## [Problem details]
Reproduce the records below in full and word for word, excluding pictures.

════════════════

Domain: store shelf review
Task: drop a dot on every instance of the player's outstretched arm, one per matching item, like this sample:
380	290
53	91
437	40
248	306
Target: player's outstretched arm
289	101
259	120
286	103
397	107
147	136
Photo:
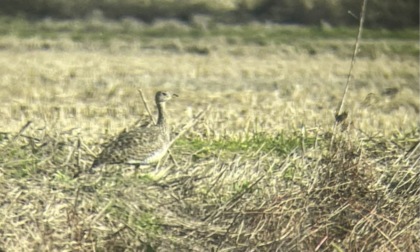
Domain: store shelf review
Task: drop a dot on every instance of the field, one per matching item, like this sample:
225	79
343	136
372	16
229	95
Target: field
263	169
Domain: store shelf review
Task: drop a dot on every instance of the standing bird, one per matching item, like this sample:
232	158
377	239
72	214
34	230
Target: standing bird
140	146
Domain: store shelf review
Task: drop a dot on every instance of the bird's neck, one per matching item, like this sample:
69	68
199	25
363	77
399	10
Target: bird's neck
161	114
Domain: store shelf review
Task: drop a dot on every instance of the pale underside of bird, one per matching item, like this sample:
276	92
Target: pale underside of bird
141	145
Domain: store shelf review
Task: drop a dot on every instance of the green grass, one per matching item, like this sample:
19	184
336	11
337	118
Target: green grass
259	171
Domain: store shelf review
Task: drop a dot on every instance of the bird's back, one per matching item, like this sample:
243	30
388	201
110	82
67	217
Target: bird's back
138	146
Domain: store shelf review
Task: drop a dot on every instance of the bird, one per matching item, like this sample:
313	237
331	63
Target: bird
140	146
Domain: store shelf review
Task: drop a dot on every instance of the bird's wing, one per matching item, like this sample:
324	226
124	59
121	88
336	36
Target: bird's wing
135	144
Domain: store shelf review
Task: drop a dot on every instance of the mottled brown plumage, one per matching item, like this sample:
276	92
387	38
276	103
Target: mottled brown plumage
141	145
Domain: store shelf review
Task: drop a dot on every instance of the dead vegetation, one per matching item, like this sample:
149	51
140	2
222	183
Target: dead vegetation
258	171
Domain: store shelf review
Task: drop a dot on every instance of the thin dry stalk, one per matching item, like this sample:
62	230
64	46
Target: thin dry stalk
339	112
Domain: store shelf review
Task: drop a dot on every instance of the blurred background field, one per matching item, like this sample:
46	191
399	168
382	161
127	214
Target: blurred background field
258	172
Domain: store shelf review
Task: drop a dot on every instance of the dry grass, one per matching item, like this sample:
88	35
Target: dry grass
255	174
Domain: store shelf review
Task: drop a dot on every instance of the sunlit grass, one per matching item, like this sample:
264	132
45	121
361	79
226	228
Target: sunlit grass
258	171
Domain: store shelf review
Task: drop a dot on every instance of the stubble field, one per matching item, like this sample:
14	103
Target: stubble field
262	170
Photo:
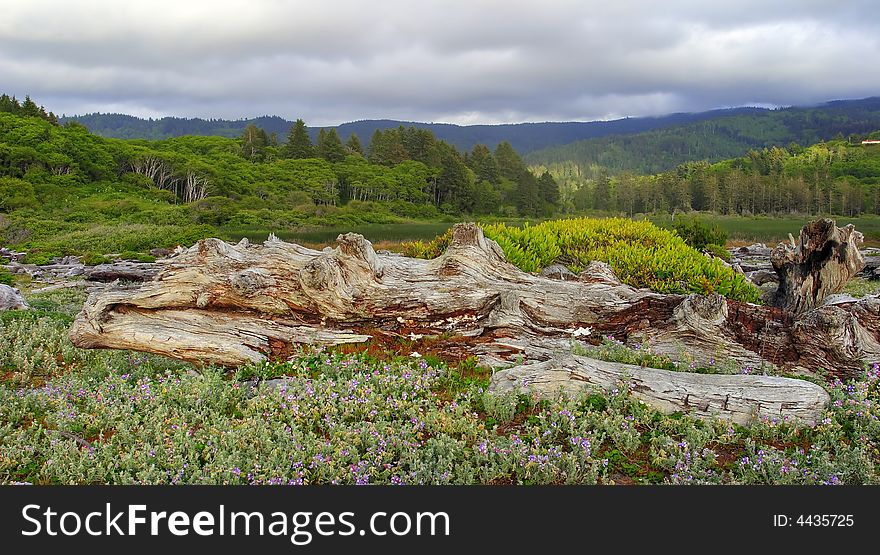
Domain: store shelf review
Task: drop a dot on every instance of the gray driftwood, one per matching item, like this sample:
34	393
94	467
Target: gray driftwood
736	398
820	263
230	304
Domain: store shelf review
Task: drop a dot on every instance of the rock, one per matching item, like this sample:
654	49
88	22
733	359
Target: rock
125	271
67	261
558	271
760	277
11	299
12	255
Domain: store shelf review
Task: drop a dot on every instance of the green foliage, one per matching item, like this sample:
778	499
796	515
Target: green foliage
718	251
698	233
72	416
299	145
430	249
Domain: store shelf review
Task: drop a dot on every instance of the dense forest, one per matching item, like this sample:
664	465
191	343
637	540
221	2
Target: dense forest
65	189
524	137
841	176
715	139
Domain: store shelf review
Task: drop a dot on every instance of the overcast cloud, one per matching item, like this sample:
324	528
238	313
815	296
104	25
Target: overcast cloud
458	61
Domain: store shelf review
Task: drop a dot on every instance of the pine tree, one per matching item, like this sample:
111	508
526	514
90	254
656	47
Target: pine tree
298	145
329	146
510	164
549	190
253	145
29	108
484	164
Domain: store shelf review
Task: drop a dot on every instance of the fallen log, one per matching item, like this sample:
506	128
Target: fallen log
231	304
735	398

════════════════

## [Problem solution]
Domain: store shelf review
Task: drop a dot on every instance of the player's outstretched arm, one per matching item, like this sample:
380	290
53	91
437	40
248	306
Target: player's outstretched arm
289	101
259	120
286	103
397	107
147	136
Photo:
Domain: store shelf review
Task: drop a dot on every instance of the field, one per matching item, like this sample:
225	79
343	136
372	16
229	95
Target: field
263	169
Domain: store shelf review
Task: drop a dot on every instance of the standing bird, one per matching item, like this sample:
232	158
377	239
72	214
34	230
Target: standing bird
140	146
Domain: store shelf review
Task: drop a dot on every instance of the bird's neck, one per matching item, like this sample:
69	68
199	25
363	77
399	10
Target: bird's neck
161	114
Domain: store shelf review
Task: drop a dot on every instance of the pale underside of bird, one per matching item, like this sample:
276	92
Target: pale underside of bird
141	145
Domain: store shelf review
Task: drop a dot on every instance of the green grass, one per matching item, like this sample:
19	184
336	11
337	118
Target: green grass
259	171
Domain: store shelf review
Task: drop a dot on every instance of the bird's back, one per matching item, like this sample:
243	30
388	201
110	82
67	217
Target: bird's back
138	146
Domain: store shelf review
Task: drop a dot on every instance of the bird, one per matching item, like this sample:
313	237
331	63
Target: bird
140	146
Domain: store shelf review
Task: drop a dot on every instance of the bird's wing, one per matching item, like this sample:
324	226
124	59
121	88
336	36
Target: bird's wing
135	144
Domain: store shelf review
Task: drop a dot on every instance of the mottled brown plumage, one per matching item, like this sample:
276	92
387	38
276	103
Target: mottled brown plumage
141	145
Domain: store shelf review
Task: drop a dot on every instance of the dead vegetation, one per matching item, like this sample:
149	51
140	2
222	183
Target: dead vegetation
258	171
Domain: store shelf review
Task: drop a dot on every instance of the thin dry stalk, one per matching item, like this sample:
62	230
64	46
Target: thin dry stalk
339	112
Domain: store shelf review
Task: drop a dot on every instance of the blurred background field, one per matching item, like this sample:
46	191
399	168
382	161
127	214
Target: blurred background field
258	172
Domain: store shelf review
Task: drop a dot on every instance of the dry grass, one per matching item, like this sample:
88	35
Target: dry grass
255	174
Domain: store shelf review
Task: drop a dot on every instance of the sunlit grass, one per matching item, like this sample:
264	132
45	121
361	79
226	228
Target: sunlit grass
258	171
Domain: store shelf review
Task: drop a dot on every instance of the stubble field, one per matching item, like this sample:
14	103
Target: stubble field
262	170
Photo:
Domain: store shelf review
Task: drop a dot on every instance of the gray driftwood, one per matching item, like this sample:
34	393
94	467
Target: gray driftwood
736	398
820	263
230	304
Domain: store shelf review
Task: drop a dot on every instance of the rock, one per matching item, like this sample:
654	49
88	22
733	359
Target: rock
125	271
67	261
558	271
760	277
11	299
12	255
Domain: store shelf review
Task: drop a dot on every instance of the green foliage, one per matching item, like this sample:
778	499
796	515
Target: green foliage
718	251
698	233
72	416
299	145
430	249
Domain: store shelf review
Task: drop a dot on every instance of the dense forest, one per matching item, like this sample:
664	465
191	343
637	540
221	2
Target: dense forest
65	189
524	137
841	176
715	139
Domain: store shelf review
Task: drop a dot on every instance of the overcast cloud, one per matching item, like this sample:
324	528
238	313
815	296
104	25
Target: overcast cloud
458	61
Domain: store shelf review
Task: drop a dot on every instance of the pine tree, one per matching item, like this sample:
111	508
526	514
90	254
656	47
Target: pine tree
298	145
329	146
510	164
549	190
253	145
29	108
484	164
Domain: store shelf review
Task: drop a dot on every instance of the fallen log, one per matching item, like this sample:
506	128
Target: fallen log
231	304
735	398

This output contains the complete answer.